Records supplied:

* begin *

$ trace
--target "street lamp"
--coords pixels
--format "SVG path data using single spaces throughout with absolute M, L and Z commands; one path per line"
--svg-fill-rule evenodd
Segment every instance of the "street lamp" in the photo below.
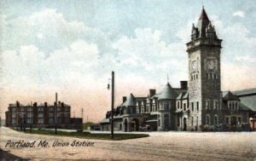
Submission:
M 110 89 L 109 83 L 108 84 L 108 89 Z M 113 139 L 113 101 L 114 101 L 114 72 L 112 72 L 112 83 L 111 83 L 111 139 Z

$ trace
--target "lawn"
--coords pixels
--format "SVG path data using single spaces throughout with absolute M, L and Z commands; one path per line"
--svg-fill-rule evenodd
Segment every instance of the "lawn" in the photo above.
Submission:
M 25 133 L 38 134 L 38 135 L 59 135 L 59 136 L 70 136 L 84 139 L 98 139 L 98 140 L 111 140 L 111 141 L 121 141 L 126 139 L 136 139 L 142 137 L 149 136 L 148 134 L 114 134 L 113 139 L 110 138 L 110 134 L 91 134 L 90 132 L 67 132 L 67 131 L 57 131 L 55 134 L 55 130 L 50 129 L 26 129 Z

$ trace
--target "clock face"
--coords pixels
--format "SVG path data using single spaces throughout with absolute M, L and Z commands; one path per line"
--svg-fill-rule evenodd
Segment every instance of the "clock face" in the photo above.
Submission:
M 195 71 L 195 70 L 196 70 L 196 67 L 197 67 L 196 60 L 192 61 L 192 62 L 191 62 L 191 70 L 192 70 L 192 71 Z
M 208 60 L 207 62 L 207 68 L 210 70 L 215 69 L 216 67 L 216 63 L 215 60 Z

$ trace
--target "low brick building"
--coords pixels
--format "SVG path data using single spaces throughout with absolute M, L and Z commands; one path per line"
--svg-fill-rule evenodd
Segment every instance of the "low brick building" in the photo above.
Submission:
M 16 101 L 5 112 L 7 127 L 81 129 L 82 118 L 72 118 L 71 106 L 64 102 L 26 106 Z

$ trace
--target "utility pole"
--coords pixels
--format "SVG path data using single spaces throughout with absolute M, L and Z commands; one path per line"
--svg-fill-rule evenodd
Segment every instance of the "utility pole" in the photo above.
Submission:
M 58 94 L 55 93 L 55 134 L 57 134 L 57 106 L 58 106 Z
M 114 101 L 114 72 L 112 72 L 112 96 L 111 96 L 111 139 L 113 138 L 113 101 Z
M 82 112 L 82 123 L 84 123 L 84 108 L 82 108 L 81 112 Z

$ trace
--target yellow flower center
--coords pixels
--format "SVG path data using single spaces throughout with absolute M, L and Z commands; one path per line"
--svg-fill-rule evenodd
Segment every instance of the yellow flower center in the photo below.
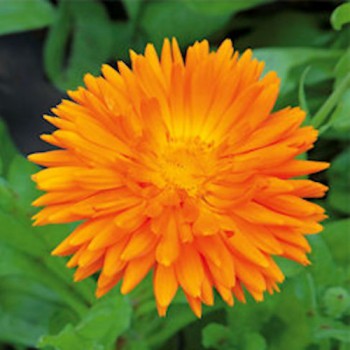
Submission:
M 213 145 L 198 137 L 190 140 L 171 140 L 159 157 L 163 188 L 184 190 L 198 196 L 203 183 L 212 172 Z

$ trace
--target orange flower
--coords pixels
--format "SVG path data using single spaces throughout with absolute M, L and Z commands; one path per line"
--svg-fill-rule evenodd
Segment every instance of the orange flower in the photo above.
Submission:
M 54 251 L 73 255 L 79 281 L 100 271 L 96 295 L 120 280 L 129 293 L 152 270 L 158 312 L 180 287 L 197 316 L 213 288 L 233 305 L 246 289 L 257 301 L 284 276 L 274 255 L 308 264 L 305 234 L 322 230 L 324 210 L 303 198 L 326 187 L 296 179 L 327 163 L 295 157 L 317 131 L 305 113 L 272 112 L 279 79 L 230 40 L 216 52 L 195 43 L 183 59 L 176 40 L 131 52 L 132 69 L 85 76 L 45 116 L 58 130 L 42 139 L 60 150 L 29 159 L 47 193 L 35 225 L 82 220 Z

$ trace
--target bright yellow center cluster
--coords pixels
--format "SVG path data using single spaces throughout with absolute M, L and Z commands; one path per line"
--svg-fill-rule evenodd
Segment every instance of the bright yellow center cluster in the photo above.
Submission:
M 190 197 L 197 197 L 208 179 L 213 162 L 212 144 L 206 144 L 198 137 L 170 141 L 159 157 L 162 187 L 184 190 Z

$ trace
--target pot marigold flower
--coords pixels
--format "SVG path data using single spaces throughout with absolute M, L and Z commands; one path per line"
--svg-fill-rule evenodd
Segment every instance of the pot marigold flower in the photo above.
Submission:
M 230 40 L 183 59 L 166 39 L 160 58 L 147 45 L 131 62 L 87 74 L 44 117 L 59 149 L 29 156 L 47 167 L 33 176 L 47 192 L 34 224 L 82 221 L 52 254 L 72 255 L 76 281 L 100 271 L 97 297 L 152 270 L 160 315 L 179 288 L 197 316 L 213 288 L 229 305 L 244 289 L 261 301 L 284 279 L 273 256 L 309 264 L 304 236 L 322 230 L 324 210 L 304 198 L 327 187 L 291 179 L 328 167 L 296 159 L 317 131 L 298 107 L 272 111 L 279 78 Z

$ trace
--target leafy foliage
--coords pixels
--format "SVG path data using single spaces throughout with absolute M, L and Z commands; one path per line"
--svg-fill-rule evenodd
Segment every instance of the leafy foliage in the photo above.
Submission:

* end *

What you will do: Produce an exact copy of each line of data, skipping embedded images.

Expected answer:
$ trace
--target "street lamp"
--coords pixels
--format "SVG path data using single spaces throughout with absolute M, L and Z commands; one path per line"
--svg-fill-rule evenodd
Segment every instance of the "street lamp" in the photo below.
Submission:
M 110 89 L 109 83 L 108 84 L 108 89 Z M 113 139 L 113 101 L 114 101 L 114 72 L 112 72 L 112 83 L 111 83 L 111 139 Z

$ trace
--target "lawn"
--coords pixels
--format "SVG path data using single spaces throughout with absolute M, L and Z commands; one path per line"
--svg-fill-rule evenodd
Segment every instance of the "lawn" in the photo above.
Submission:
M 25 133 L 38 134 L 38 135 L 59 135 L 59 136 L 70 136 L 84 139 L 98 139 L 98 140 L 111 140 L 111 141 L 121 141 L 126 139 L 136 139 L 142 137 L 149 136 L 148 134 L 114 134 L 113 139 L 110 138 L 110 134 L 91 134 L 90 132 L 67 132 L 67 131 L 57 131 L 55 134 L 55 130 L 50 129 L 26 129 Z

$ trace
--target "clock face"
--coords pixels
--format "SVG path data using single spaces throughout with absolute M, L and Z commands; one path per line"
--svg-fill-rule evenodd
Segment every instance of the "clock face" in the photo above.
Submission:
M 195 71 L 195 70 L 196 70 L 196 67 L 197 67 L 196 60 L 192 61 L 192 62 L 191 62 L 191 70 L 192 70 L 192 71 Z
M 208 60 L 207 62 L 207 68 L 210 70 L 215 69 L 216 67 L 216 63 L 215 60 Z

$ trace
--target "low brick building"
--coords pixels
--format "SVG path data using single spaces throughout with absolute M, L and Z commands; one path per line"
--svg-fill-rule evenodd
Segment every instance of the "low brick building" in the photo above.
Submission:
M 16 101 L 5 112 L 7 127 L 81 129 L 82 118 L 72 118 L 71 106 L 64 102 L 26 106 Z

$ trace
--target "utility pole"
--coords pixels
--format "SVG path data using single spaces throughout with absolute M, L and Z commands; one path per line"
--svg-fill-rule evenodd
Segment every instance of the "utility pole" in the photo above.
Submission:
M 58 94 L 55 93 L 55 134 L 57 134 L 57 106 L 58 106 Z
M 114 101 L 114 72 L 112 72 L 112 96 L 111 96 L 111 139 L 113 138 L 113 101 Z
M 82 112 L 82 123 L 84 123 L 84 108 L 82 108 L 81 112 Z

$ trace
--target yellow flower center
--coords pixels
--format "SVG path data using single spaces throughout with absolute M, L and Z commands; one path per line"
--svg-fill-rule evenodd
Segment every instance of the yellow flower center in the photo below.
Submission:
M 213 145 L 198 137 L 190 140 L 171 140 L 159 157 L 163 188 L 184 190 L 198 196 L 203 183 L 212 172 Z

$ trace
--target orange flower
--coords pixels
--format "SVG path data using single spaces throughout with absolute M, L and Z commands; one path per line"
--svg-fill-rule evenodd
Segment every instance of the orange flower in the photo above.
Submission:
M 54 251 L 73 255 L 79 281 L 100 271 L 96 295 L 120 280 L 129 293 L 152 270 L 158 312 L 180 287 L 197 316 L 213 288 L 233 305 L 246 289 L 257 301 L 284 276 L 274 255 L 308 264 L 305 234 L 322 230 L 324 210 L 303 198 L 326 187 L 296 179 L 327 163 L 295 157 L 317 131 L 305 113 L 272 112 L 279 79 L 230 40 L 216 52 L 195 43 L 183 59 L 176 40 L 131 52 L 132 69 L 85 76 L 45 116 L 58 130 L 42 139 L 60 150 L 29 159 L 47 193 L 35 225 L 82 220 Z

$ trace
--target bright yellow center cluster
--coords pixels
--format "SVG path data using single spaces throughout with absolute M, L and Z commands; one path per line"
--svg-fill-rule evenodd
Segment every instance of the bright yellow center cluster in the photo above.
Submission:
M 190 197 L 197 197 L 208 179 L 213 162 L 212 144 L 206 144 L 198 137 L 170 141 L 159 157 L 162 187 L 184 190 Z

$ trace
--target pot marigold flower
--coords pixels
--format "SVG path data using single spaces throughout with absolute M, L and Z commands; one path per line"
--svg-fill-rule evenodd
Segment every instance of the pot marigold flower in the photo above.
Submission:
M 230 40 L 183 59 L 166 39 L 160 58 L 147 45 L 131 62 L 87 74 L 44 117 L 59 149 L 29 156 L 47 167 L 33 176 L 47 192 L 34 224 L 82 221 L 52 254 L 72 255 L 76 281 L 100 271 L 97 297 L 152 270 L 160 315 L 179 288 L 197 316 L 213 288 L 229 305 L 244 289 L 261 301 L 284 279 L 273 256 L 309 264 L 304 236 L 322 230 L 324 210 L 304 198 L 327 187 L 291 179 L 328 167 L 296 159 L 317 131 L 298 107 L 272 111 L 279 78 Z

$ trace
--target leafy foliage
--coords pixels
--format "SVG path data using single spaces throughout with absolute M, L and Z commands; one path per line"
--svg-fill-rule evenodd
Segment every instance of the leafy foliage in the photo above.
Submission:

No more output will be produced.